WHAT IS BEING ASKED:
Everything from the line with "Where can the neighboring" to the end of the data below must be returned exactly as it is, and nothing besides.

--*--

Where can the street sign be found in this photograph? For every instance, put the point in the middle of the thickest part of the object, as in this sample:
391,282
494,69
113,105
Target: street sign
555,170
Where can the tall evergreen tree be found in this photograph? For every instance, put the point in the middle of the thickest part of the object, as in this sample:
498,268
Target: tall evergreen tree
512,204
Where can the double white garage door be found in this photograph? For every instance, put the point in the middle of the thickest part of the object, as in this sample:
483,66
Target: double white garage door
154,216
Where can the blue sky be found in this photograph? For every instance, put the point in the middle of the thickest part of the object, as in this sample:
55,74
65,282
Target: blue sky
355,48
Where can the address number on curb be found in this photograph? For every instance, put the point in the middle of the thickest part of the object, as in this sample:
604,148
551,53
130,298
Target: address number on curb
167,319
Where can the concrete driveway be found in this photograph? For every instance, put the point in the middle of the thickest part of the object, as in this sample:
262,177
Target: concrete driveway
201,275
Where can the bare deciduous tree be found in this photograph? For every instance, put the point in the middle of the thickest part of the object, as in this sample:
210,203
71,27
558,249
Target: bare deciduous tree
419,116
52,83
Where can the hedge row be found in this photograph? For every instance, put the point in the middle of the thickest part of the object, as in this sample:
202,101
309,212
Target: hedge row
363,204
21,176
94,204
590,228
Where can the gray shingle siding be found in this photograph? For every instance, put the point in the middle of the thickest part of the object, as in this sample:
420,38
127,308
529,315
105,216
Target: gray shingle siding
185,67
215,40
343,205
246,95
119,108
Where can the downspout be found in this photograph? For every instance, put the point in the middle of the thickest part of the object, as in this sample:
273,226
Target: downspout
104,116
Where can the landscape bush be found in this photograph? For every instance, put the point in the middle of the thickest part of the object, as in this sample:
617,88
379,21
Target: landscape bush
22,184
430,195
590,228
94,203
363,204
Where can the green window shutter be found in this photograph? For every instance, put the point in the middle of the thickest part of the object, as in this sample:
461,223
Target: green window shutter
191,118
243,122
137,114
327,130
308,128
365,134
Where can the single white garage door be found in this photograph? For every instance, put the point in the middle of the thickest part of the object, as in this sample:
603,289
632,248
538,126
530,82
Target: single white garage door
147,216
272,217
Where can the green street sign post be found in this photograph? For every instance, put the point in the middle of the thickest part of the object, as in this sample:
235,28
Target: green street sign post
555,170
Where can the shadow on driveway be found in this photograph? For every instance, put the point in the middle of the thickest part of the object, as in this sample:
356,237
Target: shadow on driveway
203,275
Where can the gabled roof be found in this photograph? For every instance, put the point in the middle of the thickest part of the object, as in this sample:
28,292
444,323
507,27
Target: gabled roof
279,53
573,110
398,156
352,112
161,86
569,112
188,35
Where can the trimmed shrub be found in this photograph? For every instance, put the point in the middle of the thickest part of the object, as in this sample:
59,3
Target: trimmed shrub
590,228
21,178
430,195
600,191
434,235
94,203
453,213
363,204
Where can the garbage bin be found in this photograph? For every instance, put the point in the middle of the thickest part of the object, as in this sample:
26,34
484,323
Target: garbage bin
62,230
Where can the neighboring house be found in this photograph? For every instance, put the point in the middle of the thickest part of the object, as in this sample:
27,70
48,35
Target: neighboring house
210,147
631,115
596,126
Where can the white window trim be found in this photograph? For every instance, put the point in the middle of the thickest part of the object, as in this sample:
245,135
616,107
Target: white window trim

--*--

RESPONSE TO THE EXERCISE:
Where can the neighboring house be found in this photograph? For every instance, put the point in the middle of the thickest part of the object, as in this sample:
27,70
48,35
Target: neighboring house
210,147
631,115
596,126
Where can the white window trim be found in this photograph? For every instance, put the point in the middle of the thickest part of the object, as in this sample:
245,135
616,107
Target: white window trim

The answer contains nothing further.